**Short exercise A:**
Answer the following from the OPWeight rank-probability page, one line per answer:
(i) Which three approaches to the ranks probability of a test does Figure 1 show?
(ii) Which library is loaded for the melt function?
(iii) Which data file is loaded from the package?
**Short exercise B:** Proceed with the OPWeight rank-probability page from its final line onward.
>> Begin Article
In mshasan/OPWpaper: Reproduce figures and simulations of OPWeight
knitr::opts_chunk$set(fig.width = 8, fig.height = 8)
knitr::opts_chunk$set(tidy = FALSE, cache = FALSE, autodep = TRUE)
Below we generate the necessary plots to demonstrate the ranks probability for both the continuous effects and the binary effects.
Load necessary libraries
library(OPWpaper)
library(ggplot2)
library(reshape2) # library for the melt function
library(cowplot) # plot_grid function
Ranks proabbility comparison
Load data stored in r Biocpkg("OPWpaper")
load(system.file("simulations/results", "simu_prob_rank_givenEffect.RDATA",
package = "OPWpaper"), envir = environment())
To verify the proposed ranks probability, we conducted simulations. Figure 1 shows the ranks probability of a test from three different approaches: 1) Simulation approach and 2) Exact numerical solution and 3) Normal approximation of the proposed method. All plots of the simulation suggest nearly perfect alignment with the proposed (exact and approximate) methods.
dat00 <- prob_50_0_cont[[1]]
colnames(dat00) <- c("ranks", "SH0","SH1","EH0","EH1","AH0","AH1")
dat00 <- melt(dat00, id.var="ranks")
>> End Article
>> Begin Dataset entries
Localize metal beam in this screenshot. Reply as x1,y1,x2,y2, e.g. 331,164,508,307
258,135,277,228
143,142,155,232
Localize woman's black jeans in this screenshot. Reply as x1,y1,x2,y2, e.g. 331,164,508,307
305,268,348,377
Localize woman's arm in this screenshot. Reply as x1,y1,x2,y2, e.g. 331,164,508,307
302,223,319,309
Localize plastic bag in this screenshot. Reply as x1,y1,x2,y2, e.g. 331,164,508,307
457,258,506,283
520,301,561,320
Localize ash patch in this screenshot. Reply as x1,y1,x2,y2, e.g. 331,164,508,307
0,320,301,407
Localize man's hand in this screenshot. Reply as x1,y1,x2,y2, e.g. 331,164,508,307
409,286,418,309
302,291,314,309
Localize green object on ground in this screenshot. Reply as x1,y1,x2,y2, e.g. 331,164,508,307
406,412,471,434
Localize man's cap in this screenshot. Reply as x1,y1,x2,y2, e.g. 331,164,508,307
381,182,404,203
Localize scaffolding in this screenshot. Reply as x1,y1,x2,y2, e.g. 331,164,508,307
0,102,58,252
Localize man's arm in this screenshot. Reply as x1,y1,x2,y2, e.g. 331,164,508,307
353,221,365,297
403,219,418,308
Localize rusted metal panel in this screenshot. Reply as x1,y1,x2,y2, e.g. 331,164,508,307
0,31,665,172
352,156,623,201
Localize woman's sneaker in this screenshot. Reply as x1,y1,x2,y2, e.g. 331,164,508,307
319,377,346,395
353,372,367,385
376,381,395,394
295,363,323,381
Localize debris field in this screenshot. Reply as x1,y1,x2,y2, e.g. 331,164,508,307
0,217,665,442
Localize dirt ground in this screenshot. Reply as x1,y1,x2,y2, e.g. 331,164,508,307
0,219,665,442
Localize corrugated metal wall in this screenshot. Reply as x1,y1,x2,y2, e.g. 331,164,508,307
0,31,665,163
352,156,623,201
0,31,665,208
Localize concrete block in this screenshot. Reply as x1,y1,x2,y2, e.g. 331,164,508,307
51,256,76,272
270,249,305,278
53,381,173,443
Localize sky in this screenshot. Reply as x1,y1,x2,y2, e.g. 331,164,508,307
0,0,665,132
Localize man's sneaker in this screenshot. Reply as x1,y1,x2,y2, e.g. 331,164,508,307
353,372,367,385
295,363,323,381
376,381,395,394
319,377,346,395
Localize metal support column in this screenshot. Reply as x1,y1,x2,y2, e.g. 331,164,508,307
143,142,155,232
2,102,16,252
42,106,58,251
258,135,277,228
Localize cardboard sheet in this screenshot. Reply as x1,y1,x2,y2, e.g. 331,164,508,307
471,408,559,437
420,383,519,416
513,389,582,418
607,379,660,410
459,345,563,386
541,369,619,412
>> End Dataset entries
**Exercise answer A:**
(i) The simulation approach, the exact numerical solution, and the normal approximation of the proposed method.
(ii) reshape2.
(iii) simu_prob_rank_givenEffect.RDATA

**Exercise answer B:**
dat01 <- prob_50_1_cont[[2]]
colnames(dat01) <- c("ranks", "SH0","SH1","EH0","EH1","AH0","AH1")
dat01 <- melt(dat01, id.var="ranks")
dat12 <- prob_50_1_cont[[3]]
colnames(dat12) <- c("ranks", "SH0","SH1","EH0","EH1","AH0","AH1")
dat12 <- melt(dat12, id.var="ranks")
dat02 <- prob_50_2_cont[[2]]
colnames(dat02) <- c("ranks", "SH0","SH1","EH0","EH1","AH0","AH1")
dat02 <- melt(dat02,id.var="ranks")
p00 <- ggplot(dat00, aes(x = ranks, y = value, group = variable,
colour = variable)) +
geom_line(aes(linetype = variable), size = 1.5) +
labs(x = "Ranks", y = "p(rank | effect)", title = "ey = 0, e.one = 0") +
theme(legend.position="none") +
annotate("text", x=50, y=.011, label="P(rank | effect = 0)")
p01 <- ggplot(dat01, aes(x = ranks, y = value, group = variable,
colour = variable)) +
geom_line(aes(linetype = variable), size = 1.5) +
labs(x = "Ranks", y = "p(rank | effect)", title = "ey ~ U(0, 1), e.one = 1") +
theme(legend.position="none") +
annotate("text", x = c(50, 50), y = c(.005, .018),
label = c(paste(sprintf('\u2190'),"P(rank | effect = 0)"),
paste("P(rank | effect = e.one)", sprintf('\u2192'))))
p12 <- ggplot(dat12, aes(x = ranks, y = value, group = variable,
colour = variable)) +
geom_line(aes(linetype = variable), size = 1.5) +
labs(x = "Ranks", y = "p(rank | effect)", title = "ey ~ U(1, 2), e.one = 1") +
theme(legend.position="none") +
annotate("text", x = c(60, 40), y=c(.001, .02),
label = c(paste(sprintf('\u2190'),"P(rank | effect = 0)"),
paste("P(rank | effect = e.one)", sprintf('\u2192'))))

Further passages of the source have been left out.